* [Records from a collection]
================================

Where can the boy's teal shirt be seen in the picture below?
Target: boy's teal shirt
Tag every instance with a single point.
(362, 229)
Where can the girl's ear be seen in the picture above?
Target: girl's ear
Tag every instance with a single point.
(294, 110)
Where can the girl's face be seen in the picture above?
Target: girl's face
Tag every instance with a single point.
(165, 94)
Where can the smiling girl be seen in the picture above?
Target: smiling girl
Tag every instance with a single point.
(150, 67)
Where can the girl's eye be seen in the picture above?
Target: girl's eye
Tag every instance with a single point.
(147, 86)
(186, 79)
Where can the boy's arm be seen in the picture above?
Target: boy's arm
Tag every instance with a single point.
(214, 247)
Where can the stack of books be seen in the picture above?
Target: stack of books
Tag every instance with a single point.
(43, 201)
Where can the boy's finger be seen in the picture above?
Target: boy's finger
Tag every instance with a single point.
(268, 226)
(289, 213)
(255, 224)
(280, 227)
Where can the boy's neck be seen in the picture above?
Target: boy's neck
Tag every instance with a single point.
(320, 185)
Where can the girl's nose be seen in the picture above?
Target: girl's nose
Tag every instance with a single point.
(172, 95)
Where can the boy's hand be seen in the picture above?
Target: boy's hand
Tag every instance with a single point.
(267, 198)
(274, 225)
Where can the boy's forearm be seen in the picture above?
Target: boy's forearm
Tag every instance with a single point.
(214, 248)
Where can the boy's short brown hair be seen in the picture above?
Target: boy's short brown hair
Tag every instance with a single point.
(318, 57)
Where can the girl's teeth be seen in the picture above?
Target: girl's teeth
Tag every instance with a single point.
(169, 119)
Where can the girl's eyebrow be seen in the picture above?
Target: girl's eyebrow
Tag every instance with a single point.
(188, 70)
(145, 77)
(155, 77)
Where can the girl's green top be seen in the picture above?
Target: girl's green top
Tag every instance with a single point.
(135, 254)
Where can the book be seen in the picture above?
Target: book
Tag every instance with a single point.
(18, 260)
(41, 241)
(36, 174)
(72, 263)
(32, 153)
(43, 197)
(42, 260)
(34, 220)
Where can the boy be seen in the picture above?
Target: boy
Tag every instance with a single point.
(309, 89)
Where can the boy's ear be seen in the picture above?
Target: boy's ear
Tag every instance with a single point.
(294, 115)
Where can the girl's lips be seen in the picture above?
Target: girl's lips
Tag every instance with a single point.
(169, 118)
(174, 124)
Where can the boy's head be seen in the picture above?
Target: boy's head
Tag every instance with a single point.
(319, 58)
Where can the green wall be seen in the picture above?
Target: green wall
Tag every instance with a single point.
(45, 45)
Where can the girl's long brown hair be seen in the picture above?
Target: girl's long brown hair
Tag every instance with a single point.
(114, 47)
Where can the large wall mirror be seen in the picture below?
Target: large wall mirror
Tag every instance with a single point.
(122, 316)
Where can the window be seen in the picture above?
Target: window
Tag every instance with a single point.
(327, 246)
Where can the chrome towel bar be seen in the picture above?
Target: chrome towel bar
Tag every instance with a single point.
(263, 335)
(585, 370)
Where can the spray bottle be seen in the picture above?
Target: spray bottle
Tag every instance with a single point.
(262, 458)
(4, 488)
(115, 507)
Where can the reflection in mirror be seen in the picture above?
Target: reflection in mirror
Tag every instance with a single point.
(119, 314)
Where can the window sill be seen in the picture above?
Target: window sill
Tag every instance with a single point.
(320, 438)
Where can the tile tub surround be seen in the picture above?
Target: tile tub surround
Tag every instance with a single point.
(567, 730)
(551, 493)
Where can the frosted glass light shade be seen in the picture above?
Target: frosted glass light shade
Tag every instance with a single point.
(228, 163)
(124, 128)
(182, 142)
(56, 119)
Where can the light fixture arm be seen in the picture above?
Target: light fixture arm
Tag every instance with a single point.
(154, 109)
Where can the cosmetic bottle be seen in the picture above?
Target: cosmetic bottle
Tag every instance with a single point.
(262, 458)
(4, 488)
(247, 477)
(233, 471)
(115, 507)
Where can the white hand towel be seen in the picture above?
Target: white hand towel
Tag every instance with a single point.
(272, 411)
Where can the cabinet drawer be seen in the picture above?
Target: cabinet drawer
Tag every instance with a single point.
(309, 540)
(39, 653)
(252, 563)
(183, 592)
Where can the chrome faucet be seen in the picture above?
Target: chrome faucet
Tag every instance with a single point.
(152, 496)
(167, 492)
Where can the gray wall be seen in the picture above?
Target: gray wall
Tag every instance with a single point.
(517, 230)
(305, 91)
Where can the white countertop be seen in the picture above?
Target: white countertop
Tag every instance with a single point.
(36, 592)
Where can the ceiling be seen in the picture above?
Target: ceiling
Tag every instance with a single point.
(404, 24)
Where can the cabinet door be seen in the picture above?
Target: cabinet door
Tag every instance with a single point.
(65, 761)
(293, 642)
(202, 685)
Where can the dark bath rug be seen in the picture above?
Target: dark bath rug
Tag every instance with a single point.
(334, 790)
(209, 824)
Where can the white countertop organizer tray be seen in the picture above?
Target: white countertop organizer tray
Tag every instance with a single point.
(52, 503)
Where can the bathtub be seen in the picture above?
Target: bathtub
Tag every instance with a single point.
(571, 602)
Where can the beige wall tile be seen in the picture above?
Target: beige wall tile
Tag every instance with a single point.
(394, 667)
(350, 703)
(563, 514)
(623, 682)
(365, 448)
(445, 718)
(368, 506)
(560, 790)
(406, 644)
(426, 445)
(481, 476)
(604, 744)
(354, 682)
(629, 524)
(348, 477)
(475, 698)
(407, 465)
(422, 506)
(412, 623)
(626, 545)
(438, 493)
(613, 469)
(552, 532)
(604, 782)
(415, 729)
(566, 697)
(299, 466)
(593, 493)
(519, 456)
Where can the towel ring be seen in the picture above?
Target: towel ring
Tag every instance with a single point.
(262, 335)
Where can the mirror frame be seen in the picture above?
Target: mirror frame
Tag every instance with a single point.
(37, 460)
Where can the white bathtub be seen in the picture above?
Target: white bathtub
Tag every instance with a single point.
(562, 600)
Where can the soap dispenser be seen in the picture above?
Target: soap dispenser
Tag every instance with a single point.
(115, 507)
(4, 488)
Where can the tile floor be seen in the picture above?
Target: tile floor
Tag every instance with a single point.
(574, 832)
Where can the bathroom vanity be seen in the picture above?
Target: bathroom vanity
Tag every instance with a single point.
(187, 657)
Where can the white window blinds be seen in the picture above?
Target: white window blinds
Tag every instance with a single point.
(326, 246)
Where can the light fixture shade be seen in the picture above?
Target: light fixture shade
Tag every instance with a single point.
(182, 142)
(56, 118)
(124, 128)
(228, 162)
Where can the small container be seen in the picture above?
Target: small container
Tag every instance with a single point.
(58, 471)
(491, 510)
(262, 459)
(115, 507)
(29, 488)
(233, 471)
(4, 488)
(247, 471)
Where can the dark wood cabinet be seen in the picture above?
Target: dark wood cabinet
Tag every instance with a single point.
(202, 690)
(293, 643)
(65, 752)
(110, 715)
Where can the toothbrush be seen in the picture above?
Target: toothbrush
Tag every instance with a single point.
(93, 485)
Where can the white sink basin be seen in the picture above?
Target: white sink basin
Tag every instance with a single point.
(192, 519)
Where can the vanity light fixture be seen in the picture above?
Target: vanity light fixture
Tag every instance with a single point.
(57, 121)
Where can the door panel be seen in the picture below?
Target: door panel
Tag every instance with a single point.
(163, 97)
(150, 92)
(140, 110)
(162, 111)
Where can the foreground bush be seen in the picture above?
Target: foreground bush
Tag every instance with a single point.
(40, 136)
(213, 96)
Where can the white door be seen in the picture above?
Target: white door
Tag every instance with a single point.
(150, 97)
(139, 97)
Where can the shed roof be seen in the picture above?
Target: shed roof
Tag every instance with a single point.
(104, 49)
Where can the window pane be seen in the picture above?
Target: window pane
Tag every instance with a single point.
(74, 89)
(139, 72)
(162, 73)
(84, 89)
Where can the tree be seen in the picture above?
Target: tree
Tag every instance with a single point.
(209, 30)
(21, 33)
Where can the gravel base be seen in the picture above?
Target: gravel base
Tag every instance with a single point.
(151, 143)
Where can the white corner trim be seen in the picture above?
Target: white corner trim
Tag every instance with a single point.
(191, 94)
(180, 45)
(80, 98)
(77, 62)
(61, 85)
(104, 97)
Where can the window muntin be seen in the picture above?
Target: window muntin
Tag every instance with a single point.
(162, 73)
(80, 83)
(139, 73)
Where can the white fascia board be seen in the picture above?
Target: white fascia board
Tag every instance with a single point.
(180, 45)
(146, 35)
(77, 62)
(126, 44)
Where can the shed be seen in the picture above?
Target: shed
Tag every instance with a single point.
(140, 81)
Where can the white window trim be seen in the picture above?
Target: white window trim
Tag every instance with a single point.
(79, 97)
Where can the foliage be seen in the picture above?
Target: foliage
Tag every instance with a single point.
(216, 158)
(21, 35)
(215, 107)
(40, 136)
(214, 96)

================================

* [Your objective]
Extract every line from the one containing "Where can the window muntin" through the last line of the data, inclusive, exactly as written.

* [Exercise output]
Where can the window muntin be seen in the picture above?
Target: window muntin
Tag every instance with a single point.
(162, 73)
(80, 83)
(139, 73)
Where can the white fascia board be seen in the picture above?
Target: white fascia board
Tag every instance with a single point.
(180, 45)
(146, 35)
(77, 62)
(126, 44)
Where can the shed be seen in the picture above?
Target: shed
Tag every instance with a single point.
(140, 81)
Where can the white window trim be seen in the picture above?
Target: white window trim
Tag every instance with a single point.
(79, 97)
Where can the foliage be seen in the picture above?
Target: foliage
Tag every instance with a single point.
(216, 158)
(21, 35)
(215, 107)
(40, 136)
(214, 96)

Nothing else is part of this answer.